↓↓↓
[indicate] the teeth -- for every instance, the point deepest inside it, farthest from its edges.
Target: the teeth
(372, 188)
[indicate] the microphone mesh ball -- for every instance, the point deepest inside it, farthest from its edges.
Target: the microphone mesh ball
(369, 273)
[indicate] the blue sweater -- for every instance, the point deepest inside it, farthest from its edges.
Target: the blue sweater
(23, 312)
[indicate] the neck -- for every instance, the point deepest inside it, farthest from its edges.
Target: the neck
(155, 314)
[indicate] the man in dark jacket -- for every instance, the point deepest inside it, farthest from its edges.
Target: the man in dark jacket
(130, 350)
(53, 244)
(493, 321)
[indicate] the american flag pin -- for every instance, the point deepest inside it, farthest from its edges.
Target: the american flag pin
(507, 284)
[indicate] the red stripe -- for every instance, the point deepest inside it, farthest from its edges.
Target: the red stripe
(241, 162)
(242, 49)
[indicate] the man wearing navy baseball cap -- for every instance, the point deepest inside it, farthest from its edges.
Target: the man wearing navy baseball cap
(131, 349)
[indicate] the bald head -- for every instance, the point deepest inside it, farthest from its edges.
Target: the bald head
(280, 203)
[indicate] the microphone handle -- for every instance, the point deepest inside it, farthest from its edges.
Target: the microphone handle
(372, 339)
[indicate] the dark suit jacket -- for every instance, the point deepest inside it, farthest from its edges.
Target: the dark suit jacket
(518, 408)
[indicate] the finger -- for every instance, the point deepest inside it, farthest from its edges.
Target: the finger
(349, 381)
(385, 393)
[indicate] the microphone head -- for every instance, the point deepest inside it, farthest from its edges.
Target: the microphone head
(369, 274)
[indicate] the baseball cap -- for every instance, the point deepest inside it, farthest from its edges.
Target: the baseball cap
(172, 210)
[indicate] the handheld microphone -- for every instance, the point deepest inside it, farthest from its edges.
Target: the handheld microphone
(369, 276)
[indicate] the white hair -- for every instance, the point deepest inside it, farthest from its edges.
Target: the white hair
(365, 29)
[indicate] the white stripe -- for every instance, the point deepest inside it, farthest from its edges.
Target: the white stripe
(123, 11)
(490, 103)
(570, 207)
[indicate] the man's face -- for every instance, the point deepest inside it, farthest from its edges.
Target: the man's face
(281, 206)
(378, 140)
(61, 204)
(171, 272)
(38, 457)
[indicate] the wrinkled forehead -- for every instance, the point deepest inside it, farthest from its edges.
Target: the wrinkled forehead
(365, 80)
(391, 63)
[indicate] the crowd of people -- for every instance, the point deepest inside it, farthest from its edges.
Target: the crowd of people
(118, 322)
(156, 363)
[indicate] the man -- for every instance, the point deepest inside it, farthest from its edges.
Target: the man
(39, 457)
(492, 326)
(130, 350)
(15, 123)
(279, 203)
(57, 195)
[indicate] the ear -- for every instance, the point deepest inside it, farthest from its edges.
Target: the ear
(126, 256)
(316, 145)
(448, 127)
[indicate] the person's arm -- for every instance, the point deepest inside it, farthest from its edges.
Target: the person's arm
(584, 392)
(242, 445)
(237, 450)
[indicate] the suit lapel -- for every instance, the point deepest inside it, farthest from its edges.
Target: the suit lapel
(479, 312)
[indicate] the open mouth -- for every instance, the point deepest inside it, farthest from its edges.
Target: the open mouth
↑↑↑
ASSIGNMENT:
Scan the data above and copy every line with "mouth" in it.

RESULT FOR THIS EXERCISE:
[indicate] the open mouth -- for every instance, the point deepest inside it, farthest from its edges.
Target: the open mouth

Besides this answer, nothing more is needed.